• THE TASK:
Extract every line of the entries below that contains the word "machine".

::::::::

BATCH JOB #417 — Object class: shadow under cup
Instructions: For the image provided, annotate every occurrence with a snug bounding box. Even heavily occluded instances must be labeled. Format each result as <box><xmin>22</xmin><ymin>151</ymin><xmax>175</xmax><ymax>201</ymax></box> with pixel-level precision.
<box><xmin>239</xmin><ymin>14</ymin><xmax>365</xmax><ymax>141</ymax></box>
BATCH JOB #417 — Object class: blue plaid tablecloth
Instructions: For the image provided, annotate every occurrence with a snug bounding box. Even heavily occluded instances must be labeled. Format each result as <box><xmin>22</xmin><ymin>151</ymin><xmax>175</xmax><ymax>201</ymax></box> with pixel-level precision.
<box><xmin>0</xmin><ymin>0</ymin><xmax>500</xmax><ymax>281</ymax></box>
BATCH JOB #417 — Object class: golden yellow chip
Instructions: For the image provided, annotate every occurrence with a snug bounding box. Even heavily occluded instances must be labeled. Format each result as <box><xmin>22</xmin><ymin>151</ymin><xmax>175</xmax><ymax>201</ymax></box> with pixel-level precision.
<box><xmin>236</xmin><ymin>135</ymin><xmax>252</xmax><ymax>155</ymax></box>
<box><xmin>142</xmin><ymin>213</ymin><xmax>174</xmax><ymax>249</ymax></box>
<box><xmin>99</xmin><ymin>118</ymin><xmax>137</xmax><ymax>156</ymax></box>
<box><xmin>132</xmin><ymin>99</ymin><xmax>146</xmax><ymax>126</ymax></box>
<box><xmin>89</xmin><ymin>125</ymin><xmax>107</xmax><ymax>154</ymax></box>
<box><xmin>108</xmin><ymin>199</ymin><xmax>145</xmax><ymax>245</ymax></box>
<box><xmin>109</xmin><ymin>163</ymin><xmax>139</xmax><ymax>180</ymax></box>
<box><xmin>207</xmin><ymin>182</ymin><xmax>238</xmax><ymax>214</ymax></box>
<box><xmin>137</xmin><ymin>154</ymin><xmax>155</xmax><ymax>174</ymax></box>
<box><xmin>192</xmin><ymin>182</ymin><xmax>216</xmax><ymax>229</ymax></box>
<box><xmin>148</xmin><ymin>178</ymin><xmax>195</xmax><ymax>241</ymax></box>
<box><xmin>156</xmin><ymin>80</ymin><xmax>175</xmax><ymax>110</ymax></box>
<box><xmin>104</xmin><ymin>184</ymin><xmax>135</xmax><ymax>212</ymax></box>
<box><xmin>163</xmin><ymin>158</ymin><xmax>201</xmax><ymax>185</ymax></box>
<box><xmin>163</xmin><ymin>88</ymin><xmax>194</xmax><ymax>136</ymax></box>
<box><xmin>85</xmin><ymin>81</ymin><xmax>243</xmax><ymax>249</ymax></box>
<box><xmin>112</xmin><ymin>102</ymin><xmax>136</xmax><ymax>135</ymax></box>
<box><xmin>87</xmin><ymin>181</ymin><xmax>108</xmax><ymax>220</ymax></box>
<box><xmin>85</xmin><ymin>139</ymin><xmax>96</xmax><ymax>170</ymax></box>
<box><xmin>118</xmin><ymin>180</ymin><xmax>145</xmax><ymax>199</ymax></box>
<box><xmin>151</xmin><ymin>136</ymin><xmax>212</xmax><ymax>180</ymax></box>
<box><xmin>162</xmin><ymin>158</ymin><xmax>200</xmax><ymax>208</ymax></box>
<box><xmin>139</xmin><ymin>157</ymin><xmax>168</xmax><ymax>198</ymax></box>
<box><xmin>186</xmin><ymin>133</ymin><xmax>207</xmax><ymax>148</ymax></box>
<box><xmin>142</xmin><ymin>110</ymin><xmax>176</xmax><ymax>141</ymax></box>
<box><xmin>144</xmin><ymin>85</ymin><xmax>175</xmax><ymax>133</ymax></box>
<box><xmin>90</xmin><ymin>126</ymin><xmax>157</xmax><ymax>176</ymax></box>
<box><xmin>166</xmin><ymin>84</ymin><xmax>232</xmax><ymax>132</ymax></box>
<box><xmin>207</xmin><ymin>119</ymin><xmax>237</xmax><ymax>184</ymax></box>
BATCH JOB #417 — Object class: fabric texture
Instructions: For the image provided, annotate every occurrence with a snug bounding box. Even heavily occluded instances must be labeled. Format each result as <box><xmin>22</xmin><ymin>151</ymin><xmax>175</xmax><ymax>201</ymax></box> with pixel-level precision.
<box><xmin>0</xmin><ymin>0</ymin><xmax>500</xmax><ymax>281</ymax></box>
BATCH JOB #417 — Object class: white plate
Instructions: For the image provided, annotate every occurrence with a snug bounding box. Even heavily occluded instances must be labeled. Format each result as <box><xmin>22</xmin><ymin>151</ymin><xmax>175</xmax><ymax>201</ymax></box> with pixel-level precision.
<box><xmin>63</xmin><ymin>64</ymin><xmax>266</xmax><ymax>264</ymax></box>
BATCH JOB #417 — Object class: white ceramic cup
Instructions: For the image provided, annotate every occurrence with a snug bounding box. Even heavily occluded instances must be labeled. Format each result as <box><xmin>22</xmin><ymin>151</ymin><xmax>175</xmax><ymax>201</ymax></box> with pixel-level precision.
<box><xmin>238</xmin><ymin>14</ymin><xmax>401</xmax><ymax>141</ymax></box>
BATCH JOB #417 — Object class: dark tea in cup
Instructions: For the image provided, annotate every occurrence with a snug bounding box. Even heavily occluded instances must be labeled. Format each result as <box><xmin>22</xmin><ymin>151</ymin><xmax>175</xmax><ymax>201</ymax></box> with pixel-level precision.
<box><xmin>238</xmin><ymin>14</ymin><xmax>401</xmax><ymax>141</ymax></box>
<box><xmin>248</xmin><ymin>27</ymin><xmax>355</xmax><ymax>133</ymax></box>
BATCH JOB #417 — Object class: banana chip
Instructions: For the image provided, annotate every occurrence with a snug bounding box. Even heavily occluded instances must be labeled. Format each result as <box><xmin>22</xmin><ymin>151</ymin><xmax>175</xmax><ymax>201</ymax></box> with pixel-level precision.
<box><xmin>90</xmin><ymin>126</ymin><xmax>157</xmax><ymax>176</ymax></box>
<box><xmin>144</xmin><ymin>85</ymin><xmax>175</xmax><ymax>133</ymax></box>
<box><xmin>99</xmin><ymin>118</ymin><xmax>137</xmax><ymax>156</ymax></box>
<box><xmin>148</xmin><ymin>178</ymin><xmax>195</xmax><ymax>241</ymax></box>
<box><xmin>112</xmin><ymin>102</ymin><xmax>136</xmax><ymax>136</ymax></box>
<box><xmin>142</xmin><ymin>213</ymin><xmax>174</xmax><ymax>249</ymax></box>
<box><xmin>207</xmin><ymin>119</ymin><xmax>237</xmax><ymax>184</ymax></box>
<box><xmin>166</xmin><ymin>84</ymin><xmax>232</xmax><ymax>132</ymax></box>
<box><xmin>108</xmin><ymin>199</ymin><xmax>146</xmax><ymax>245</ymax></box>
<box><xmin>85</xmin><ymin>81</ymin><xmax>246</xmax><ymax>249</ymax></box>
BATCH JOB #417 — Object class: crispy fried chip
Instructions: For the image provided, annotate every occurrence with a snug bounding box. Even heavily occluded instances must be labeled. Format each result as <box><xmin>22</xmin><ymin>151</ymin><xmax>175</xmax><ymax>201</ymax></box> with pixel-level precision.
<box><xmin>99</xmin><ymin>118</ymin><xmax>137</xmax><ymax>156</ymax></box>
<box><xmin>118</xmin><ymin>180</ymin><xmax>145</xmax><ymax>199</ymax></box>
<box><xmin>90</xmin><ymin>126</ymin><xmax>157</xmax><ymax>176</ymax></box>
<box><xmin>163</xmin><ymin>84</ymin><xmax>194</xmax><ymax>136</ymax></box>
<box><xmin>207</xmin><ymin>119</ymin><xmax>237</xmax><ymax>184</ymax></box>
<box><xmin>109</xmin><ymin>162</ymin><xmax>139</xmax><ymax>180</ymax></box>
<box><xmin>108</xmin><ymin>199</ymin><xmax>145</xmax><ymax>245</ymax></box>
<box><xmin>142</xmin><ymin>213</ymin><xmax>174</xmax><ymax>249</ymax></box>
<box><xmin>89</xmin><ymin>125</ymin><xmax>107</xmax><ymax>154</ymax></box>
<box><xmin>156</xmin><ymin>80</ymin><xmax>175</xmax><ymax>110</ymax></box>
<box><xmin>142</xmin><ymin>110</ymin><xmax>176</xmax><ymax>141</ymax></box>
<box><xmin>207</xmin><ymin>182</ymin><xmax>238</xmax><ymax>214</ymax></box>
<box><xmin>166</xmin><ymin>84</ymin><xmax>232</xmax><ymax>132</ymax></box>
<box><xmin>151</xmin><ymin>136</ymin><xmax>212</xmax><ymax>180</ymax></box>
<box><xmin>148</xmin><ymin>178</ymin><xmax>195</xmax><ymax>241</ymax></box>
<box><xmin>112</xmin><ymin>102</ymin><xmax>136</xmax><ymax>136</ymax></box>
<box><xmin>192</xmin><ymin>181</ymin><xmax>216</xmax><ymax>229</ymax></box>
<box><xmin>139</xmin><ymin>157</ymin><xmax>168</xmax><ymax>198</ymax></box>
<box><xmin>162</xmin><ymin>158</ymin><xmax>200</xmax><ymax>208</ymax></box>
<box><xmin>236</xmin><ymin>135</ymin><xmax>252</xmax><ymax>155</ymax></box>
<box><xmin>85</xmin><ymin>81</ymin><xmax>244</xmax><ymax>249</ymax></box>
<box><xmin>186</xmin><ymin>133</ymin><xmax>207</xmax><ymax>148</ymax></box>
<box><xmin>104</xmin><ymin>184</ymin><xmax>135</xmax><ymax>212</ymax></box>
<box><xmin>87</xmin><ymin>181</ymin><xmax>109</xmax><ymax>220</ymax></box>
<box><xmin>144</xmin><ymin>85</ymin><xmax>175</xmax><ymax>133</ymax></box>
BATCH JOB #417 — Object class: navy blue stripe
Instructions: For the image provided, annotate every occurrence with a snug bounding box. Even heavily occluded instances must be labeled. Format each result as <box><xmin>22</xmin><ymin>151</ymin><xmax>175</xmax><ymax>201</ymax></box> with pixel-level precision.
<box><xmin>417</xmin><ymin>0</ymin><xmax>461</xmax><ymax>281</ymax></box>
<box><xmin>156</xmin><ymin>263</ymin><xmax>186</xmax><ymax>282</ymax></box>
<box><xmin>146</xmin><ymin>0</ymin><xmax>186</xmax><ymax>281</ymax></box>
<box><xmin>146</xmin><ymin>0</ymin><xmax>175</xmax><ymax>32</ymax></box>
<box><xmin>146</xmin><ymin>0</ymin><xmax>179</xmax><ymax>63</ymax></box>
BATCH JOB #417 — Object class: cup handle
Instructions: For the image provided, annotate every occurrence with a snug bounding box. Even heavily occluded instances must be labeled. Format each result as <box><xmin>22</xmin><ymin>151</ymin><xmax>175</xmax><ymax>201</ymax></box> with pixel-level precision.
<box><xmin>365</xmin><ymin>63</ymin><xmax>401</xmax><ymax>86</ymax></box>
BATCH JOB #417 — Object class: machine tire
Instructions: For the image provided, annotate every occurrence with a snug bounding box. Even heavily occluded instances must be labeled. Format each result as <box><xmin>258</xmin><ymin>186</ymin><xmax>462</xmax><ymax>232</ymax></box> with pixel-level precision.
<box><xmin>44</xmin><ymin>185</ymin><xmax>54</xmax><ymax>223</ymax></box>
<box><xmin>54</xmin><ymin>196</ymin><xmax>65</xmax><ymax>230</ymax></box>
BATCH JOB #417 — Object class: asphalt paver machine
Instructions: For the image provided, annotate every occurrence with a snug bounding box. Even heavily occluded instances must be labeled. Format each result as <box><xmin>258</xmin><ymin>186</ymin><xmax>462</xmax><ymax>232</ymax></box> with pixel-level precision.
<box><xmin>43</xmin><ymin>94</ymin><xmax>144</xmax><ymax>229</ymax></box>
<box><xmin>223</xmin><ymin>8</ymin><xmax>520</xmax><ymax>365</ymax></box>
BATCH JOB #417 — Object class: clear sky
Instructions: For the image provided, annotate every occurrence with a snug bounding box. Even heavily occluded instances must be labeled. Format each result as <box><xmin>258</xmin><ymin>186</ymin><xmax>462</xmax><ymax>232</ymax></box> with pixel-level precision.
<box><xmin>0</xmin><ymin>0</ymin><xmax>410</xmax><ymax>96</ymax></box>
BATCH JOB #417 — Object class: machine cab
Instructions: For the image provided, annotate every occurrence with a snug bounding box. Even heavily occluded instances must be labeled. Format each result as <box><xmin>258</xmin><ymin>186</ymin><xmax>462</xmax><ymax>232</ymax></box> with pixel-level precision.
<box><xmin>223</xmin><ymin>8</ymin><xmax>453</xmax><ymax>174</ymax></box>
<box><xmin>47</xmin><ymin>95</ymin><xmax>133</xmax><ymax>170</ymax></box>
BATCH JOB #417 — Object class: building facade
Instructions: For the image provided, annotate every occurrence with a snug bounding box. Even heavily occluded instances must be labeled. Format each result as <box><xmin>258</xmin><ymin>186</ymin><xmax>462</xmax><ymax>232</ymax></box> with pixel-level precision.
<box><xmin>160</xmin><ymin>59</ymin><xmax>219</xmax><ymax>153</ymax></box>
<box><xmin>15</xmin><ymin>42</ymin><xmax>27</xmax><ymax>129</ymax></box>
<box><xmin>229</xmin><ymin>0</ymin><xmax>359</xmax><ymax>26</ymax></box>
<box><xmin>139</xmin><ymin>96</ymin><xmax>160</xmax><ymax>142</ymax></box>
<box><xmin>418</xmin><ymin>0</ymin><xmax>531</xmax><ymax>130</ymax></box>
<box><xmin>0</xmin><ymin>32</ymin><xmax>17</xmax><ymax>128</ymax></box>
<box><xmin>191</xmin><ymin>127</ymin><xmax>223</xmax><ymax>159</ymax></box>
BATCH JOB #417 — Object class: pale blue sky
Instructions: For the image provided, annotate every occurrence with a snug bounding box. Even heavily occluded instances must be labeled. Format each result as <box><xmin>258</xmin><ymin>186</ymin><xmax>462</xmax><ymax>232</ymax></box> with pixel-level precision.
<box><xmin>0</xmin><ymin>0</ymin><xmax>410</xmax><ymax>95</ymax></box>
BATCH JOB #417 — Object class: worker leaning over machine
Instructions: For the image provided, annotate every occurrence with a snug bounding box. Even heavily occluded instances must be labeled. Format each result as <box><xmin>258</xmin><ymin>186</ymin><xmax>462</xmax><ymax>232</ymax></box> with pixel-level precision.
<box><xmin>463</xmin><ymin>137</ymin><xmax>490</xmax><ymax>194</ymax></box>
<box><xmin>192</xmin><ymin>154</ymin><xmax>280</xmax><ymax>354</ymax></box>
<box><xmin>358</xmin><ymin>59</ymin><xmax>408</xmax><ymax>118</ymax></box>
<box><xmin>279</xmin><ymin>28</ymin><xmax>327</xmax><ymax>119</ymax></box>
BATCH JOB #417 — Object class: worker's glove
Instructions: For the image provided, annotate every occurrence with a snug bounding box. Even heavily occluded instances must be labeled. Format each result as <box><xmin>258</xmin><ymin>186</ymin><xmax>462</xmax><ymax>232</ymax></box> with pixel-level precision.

::::::::

• WRITTEN REPLY:
BATCH JOB #417 — Object class: machine tire
BATCH JOB #417 — Object class: asphalt paver machine
BATCH JOB #417 — Object class: machine cab
BATCH JOB #417 — Object class: worker leaning over machine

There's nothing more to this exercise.